[Opening Provided information section]
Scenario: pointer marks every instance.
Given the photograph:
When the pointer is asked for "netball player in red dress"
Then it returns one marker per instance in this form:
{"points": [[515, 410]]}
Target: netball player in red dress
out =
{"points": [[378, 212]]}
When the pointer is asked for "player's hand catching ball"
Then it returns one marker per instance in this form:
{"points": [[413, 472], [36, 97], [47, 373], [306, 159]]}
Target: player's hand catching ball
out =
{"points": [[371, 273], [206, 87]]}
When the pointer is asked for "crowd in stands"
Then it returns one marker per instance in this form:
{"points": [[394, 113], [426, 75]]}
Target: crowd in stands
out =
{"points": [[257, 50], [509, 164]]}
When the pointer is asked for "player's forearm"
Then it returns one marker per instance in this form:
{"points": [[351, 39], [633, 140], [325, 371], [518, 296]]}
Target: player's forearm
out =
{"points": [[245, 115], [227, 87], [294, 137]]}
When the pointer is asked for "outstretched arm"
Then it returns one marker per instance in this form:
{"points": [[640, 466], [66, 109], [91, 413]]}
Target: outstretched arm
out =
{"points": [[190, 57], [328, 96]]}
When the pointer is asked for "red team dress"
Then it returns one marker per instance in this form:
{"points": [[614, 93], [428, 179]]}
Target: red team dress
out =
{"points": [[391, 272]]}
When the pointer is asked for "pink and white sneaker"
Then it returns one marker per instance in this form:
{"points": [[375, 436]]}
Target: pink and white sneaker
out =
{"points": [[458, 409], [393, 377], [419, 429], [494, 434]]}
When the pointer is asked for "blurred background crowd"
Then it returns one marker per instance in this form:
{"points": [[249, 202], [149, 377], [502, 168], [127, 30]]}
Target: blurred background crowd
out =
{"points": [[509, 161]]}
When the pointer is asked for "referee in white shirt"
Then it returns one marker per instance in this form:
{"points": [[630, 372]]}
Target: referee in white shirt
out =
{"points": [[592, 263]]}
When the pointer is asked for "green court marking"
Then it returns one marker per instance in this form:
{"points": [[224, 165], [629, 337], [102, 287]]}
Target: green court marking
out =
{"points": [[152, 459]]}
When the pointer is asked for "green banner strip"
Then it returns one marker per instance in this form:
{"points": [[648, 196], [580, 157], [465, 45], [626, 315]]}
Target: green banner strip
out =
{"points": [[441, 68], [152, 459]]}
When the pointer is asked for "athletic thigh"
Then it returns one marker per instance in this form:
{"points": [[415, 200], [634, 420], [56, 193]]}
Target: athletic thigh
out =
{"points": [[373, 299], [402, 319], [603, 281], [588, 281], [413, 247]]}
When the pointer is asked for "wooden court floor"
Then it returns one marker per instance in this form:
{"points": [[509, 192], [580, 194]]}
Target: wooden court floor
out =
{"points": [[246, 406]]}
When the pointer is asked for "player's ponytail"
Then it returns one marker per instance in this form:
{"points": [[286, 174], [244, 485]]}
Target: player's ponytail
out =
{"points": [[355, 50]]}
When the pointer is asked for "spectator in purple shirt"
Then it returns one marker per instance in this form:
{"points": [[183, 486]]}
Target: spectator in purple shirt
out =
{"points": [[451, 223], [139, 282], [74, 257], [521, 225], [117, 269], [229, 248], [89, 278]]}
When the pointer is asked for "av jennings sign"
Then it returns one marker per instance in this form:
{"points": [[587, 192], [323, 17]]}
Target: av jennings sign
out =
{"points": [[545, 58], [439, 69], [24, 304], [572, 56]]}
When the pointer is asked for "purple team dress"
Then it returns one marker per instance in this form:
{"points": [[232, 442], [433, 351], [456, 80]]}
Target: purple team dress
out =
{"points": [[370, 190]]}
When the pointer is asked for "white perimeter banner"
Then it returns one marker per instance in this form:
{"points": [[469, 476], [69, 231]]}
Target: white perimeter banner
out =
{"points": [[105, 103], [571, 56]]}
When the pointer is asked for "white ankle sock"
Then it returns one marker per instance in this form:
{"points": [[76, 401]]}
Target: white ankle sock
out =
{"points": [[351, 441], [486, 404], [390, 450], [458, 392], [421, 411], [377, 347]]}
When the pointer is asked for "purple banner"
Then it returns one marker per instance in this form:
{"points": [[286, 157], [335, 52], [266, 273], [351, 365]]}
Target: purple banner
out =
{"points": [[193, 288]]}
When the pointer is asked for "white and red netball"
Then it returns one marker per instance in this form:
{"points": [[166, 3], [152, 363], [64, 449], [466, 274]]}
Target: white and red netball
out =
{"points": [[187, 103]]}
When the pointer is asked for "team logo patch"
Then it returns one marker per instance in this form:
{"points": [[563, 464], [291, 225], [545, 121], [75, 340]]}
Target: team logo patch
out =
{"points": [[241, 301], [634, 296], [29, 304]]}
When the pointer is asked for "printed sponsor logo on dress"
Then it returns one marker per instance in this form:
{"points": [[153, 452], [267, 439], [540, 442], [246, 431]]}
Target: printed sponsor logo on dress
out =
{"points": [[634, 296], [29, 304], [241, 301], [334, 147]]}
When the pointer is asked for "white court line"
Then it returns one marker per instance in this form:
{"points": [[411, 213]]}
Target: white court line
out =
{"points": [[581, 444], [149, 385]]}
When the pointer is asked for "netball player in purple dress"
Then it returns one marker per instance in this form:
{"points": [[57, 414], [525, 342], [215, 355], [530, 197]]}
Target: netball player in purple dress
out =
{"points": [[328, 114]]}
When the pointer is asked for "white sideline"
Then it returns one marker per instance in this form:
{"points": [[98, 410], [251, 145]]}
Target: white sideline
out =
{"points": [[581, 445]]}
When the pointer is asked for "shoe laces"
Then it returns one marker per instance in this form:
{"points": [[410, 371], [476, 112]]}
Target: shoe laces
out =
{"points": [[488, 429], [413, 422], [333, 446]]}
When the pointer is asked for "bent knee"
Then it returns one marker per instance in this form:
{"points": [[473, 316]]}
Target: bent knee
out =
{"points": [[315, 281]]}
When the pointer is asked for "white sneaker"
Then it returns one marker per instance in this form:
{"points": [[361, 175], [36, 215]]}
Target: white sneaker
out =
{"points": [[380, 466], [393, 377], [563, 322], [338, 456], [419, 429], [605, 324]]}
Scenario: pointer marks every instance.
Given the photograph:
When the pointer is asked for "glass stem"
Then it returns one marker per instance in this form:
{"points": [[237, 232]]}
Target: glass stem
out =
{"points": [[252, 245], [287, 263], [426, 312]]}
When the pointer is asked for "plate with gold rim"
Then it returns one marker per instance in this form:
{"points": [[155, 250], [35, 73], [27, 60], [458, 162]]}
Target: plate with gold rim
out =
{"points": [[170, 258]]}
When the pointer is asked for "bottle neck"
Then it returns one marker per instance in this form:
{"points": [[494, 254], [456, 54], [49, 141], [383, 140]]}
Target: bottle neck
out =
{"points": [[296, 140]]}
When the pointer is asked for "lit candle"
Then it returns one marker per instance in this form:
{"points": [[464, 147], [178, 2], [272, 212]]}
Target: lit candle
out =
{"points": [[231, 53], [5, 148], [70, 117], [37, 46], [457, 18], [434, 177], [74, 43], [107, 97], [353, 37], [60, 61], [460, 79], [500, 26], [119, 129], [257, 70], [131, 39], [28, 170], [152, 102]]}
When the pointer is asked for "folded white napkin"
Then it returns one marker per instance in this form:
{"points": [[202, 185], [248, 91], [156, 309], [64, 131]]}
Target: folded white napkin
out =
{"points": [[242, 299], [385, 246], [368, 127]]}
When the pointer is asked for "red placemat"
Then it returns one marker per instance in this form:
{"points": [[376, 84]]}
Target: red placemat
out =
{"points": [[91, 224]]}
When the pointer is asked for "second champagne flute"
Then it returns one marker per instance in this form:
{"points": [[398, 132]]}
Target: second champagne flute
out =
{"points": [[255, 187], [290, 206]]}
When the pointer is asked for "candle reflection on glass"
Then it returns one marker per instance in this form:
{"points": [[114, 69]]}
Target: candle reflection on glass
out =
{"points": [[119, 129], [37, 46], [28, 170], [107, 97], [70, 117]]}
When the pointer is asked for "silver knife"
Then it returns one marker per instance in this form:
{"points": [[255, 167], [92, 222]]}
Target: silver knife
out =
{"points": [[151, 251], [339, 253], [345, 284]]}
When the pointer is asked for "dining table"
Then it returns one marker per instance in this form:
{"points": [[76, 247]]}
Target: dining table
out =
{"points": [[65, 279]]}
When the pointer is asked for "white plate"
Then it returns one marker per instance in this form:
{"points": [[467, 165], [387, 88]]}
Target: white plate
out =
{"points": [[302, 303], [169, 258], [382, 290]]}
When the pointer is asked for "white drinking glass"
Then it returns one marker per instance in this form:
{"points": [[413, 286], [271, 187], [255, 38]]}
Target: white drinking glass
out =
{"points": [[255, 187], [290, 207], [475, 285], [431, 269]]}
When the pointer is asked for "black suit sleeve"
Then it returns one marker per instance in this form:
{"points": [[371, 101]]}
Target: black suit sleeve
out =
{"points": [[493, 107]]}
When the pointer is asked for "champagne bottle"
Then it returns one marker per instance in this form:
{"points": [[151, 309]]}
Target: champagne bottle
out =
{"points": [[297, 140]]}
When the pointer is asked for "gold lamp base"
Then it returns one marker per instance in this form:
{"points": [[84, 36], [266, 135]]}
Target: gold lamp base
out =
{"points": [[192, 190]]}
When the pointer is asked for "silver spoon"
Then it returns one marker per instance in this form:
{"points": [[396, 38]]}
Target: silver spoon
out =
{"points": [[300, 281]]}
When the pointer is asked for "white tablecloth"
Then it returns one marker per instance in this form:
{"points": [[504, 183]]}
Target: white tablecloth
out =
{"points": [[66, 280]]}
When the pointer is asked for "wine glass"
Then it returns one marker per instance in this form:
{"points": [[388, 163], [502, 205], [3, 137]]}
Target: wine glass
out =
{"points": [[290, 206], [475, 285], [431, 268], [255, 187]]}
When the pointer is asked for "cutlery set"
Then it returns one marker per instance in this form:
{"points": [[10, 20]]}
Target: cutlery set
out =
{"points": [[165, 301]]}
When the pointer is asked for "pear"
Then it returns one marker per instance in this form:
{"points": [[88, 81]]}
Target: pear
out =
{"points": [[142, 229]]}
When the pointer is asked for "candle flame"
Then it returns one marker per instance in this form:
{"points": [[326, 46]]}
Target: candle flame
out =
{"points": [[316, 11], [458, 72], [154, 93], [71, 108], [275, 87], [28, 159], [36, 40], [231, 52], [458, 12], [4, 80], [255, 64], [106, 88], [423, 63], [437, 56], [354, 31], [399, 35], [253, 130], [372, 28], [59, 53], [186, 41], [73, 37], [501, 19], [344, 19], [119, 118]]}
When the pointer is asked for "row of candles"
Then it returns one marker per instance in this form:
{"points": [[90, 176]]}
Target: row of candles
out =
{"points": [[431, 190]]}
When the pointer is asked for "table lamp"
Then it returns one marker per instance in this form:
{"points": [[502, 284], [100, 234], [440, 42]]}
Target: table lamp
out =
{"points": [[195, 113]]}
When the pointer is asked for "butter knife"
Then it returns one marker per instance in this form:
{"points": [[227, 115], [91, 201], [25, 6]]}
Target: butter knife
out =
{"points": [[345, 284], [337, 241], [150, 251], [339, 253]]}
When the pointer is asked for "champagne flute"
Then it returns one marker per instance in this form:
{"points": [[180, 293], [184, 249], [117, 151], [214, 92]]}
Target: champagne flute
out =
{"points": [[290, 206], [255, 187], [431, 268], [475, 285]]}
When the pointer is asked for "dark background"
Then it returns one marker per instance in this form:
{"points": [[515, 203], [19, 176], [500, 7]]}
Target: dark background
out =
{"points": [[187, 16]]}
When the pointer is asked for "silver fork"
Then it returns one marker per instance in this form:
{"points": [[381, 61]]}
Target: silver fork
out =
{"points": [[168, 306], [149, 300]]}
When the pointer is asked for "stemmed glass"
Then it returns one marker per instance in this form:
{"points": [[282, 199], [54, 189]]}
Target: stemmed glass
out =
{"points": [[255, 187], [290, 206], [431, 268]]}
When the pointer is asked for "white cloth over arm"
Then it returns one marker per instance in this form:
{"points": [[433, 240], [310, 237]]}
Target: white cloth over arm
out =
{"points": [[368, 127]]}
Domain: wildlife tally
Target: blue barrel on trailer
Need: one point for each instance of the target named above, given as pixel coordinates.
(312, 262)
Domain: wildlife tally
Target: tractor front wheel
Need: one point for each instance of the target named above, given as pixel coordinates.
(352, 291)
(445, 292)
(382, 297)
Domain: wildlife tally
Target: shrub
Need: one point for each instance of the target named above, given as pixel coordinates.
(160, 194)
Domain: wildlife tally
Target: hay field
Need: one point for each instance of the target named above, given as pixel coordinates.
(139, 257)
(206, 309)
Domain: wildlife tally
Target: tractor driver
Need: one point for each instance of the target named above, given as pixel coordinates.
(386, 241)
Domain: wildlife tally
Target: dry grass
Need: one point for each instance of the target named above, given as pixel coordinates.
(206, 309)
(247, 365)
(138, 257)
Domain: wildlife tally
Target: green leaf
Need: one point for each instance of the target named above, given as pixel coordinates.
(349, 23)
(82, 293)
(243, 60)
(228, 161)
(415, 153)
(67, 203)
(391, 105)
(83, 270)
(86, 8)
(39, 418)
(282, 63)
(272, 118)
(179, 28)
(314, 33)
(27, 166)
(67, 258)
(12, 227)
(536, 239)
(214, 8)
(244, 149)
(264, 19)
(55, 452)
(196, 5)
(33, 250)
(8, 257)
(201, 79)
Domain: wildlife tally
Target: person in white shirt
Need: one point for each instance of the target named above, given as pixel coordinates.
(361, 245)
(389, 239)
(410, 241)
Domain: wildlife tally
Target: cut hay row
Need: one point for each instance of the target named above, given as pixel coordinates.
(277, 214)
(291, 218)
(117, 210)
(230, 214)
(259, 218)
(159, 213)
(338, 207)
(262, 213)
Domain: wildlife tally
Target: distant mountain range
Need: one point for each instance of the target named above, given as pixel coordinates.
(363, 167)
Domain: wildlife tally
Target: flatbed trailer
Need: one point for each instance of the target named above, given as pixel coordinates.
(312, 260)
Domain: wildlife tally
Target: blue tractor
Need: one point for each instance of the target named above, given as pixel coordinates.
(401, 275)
[Closing Provided information section]
Only lines holding the word "knife" are wanted, so copy each of them from the records above.

When the pointer is asked for "silver knife"
Target: silver knife
When the pointer is asked for "butter knife"
Target: butter knife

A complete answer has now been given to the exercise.